↓↓↓

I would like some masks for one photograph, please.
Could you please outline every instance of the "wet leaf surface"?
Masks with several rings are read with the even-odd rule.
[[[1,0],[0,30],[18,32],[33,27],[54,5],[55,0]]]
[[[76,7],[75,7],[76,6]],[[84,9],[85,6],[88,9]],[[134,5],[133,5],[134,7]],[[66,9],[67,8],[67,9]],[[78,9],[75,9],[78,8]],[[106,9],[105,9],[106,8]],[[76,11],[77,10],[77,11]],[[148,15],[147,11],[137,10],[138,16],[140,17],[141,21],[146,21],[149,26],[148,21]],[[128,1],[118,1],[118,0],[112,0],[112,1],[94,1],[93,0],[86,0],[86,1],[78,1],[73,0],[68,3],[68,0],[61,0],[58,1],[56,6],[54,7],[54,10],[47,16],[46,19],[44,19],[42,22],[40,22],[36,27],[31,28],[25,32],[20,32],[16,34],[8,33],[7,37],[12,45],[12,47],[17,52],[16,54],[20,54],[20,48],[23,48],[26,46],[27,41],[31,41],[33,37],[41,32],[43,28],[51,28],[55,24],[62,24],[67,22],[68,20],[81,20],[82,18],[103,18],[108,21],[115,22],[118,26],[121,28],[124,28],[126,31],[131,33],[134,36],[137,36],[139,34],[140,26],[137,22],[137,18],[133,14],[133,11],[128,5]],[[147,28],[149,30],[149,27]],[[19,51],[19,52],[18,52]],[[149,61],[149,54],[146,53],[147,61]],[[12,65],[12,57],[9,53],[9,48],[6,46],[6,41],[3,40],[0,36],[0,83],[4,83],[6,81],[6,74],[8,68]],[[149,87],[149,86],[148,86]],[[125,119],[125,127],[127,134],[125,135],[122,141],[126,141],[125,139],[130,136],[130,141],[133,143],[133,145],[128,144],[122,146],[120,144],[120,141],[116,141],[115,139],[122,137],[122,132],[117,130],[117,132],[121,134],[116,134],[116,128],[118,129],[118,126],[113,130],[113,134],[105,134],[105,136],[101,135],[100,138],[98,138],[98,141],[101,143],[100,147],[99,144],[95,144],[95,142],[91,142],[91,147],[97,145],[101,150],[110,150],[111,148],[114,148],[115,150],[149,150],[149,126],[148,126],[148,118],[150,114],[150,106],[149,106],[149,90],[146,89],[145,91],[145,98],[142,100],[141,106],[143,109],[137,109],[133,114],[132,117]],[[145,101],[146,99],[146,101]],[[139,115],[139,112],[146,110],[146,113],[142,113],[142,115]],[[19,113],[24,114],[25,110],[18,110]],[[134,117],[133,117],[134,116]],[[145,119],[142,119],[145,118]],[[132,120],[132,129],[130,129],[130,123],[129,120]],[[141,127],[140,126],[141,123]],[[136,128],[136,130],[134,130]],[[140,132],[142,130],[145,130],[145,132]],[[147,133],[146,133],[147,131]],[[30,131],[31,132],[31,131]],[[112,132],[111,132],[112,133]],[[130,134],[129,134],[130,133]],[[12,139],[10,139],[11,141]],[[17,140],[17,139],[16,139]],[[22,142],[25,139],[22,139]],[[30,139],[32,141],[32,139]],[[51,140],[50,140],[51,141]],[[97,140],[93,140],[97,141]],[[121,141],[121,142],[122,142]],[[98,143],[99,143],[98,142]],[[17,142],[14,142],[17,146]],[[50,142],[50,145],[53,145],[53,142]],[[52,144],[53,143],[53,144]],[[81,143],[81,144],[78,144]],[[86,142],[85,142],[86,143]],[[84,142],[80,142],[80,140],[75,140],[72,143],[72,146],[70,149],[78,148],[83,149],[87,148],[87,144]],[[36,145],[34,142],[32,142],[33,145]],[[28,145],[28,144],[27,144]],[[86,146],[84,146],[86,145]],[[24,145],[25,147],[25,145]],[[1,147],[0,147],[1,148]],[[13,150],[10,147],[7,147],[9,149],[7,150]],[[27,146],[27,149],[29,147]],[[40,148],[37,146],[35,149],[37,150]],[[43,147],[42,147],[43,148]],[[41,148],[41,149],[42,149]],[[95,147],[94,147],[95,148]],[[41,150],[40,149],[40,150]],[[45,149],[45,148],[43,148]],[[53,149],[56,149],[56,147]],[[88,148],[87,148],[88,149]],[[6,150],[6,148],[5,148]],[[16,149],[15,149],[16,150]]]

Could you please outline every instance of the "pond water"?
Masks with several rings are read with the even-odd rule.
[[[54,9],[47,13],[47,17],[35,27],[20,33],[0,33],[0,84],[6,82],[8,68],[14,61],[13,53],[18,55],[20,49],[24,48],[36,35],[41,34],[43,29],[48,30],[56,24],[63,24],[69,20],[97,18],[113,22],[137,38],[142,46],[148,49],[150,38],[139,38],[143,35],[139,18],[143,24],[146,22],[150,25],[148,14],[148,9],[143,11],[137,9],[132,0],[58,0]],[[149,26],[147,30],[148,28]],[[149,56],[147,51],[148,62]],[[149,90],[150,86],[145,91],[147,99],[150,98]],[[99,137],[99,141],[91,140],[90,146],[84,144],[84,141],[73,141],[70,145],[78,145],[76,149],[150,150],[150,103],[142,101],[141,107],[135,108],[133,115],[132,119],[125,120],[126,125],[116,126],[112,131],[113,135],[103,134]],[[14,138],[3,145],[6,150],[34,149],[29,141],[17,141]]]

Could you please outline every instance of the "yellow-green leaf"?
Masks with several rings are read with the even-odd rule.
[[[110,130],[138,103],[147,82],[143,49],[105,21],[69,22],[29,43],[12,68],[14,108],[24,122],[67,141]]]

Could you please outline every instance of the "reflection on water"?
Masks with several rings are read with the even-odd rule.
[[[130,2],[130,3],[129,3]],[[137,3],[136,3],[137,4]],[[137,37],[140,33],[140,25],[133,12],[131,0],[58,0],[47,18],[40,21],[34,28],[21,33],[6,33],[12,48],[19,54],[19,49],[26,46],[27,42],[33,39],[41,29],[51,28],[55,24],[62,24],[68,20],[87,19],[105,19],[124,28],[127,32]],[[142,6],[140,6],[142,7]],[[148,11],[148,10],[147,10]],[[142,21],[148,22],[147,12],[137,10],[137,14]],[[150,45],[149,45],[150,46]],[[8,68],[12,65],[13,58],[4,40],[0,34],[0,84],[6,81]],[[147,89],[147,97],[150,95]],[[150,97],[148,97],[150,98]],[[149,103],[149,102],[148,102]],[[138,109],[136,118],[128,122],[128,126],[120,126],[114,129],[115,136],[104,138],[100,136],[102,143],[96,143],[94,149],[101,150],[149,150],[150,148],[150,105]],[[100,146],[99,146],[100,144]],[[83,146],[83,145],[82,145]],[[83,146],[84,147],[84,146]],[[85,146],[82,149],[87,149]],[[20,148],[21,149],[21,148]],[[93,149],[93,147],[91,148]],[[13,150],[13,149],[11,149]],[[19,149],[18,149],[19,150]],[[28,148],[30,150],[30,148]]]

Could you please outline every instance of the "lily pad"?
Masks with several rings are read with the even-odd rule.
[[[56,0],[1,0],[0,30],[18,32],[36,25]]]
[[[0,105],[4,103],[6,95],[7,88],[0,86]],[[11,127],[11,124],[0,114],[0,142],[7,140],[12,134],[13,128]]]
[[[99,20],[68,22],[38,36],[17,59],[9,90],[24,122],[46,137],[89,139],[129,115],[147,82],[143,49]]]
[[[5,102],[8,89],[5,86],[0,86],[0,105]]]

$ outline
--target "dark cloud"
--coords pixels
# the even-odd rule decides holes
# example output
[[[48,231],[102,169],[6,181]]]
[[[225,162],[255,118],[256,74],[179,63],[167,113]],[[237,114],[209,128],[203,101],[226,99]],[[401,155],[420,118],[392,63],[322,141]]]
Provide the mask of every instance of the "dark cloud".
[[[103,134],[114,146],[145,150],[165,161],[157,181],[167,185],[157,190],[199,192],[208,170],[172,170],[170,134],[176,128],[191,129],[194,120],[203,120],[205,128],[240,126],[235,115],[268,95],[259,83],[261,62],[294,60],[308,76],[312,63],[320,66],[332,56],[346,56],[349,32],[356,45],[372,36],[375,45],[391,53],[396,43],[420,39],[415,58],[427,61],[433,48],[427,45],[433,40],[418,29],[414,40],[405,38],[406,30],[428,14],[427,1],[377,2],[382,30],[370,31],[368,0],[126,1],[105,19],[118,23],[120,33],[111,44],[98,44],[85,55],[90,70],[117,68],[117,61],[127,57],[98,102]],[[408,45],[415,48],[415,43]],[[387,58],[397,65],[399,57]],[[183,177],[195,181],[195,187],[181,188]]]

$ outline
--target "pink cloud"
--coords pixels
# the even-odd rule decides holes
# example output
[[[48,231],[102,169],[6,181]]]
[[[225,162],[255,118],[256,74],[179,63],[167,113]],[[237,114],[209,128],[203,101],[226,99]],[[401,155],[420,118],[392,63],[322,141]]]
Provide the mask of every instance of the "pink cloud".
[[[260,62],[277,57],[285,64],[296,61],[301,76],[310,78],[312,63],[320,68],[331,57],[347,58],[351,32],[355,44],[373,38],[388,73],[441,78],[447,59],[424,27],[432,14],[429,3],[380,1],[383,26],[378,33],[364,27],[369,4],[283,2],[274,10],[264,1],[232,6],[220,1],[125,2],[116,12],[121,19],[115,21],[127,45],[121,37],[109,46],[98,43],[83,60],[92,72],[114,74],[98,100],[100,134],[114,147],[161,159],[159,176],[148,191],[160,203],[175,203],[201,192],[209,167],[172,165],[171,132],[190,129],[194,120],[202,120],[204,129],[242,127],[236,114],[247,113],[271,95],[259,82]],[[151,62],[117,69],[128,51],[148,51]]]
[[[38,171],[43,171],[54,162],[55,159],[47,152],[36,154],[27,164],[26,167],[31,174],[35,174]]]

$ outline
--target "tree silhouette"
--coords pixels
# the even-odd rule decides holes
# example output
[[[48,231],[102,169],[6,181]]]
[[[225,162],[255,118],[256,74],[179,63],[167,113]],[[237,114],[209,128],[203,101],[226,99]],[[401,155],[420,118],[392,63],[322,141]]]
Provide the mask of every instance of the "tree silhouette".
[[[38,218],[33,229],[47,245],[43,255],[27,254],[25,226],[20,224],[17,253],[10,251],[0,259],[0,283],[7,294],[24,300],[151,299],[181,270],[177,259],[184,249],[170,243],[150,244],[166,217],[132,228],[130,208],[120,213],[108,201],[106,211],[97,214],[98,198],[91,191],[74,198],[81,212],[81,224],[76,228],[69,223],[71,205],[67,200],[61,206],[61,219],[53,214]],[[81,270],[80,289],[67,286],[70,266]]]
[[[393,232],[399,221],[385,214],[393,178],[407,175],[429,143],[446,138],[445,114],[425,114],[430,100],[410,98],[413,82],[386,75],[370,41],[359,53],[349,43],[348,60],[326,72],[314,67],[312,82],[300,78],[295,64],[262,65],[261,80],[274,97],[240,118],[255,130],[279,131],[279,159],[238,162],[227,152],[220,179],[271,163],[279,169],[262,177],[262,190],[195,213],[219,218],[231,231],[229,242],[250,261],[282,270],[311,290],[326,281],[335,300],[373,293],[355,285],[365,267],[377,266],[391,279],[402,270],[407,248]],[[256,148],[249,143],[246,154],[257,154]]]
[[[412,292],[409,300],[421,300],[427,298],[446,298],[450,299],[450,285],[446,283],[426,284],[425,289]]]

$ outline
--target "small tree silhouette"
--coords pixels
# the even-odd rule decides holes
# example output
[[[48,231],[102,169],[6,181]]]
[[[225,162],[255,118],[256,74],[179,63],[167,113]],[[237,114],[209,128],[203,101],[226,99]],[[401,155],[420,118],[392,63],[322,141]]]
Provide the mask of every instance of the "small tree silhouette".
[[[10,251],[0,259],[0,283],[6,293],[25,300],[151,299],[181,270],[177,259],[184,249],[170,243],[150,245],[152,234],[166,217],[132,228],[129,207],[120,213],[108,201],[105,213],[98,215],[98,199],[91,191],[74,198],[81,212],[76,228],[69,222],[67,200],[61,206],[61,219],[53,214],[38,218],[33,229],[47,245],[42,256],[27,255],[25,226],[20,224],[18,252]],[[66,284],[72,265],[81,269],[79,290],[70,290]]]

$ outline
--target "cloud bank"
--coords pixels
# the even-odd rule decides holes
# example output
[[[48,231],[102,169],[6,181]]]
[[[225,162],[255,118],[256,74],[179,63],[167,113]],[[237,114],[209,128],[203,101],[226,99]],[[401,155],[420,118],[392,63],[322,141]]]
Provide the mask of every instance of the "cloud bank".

↑↑↑

Set problem:
Copy the items verbatim, starting at their first line and ending with the line that contains "[[[1,0],[0,30],[18,32],[33,27],[54,5],[55,0]]]", inclusive.

Task result:
I would like some masks for one photograph, please.
Could you please outline every instance of the "wet leaf surface"?
Masks with several rings are read with the even-odd rule.
[[[1,0],[0,30],[18,32],[33,27],[54,5],[55,0]]]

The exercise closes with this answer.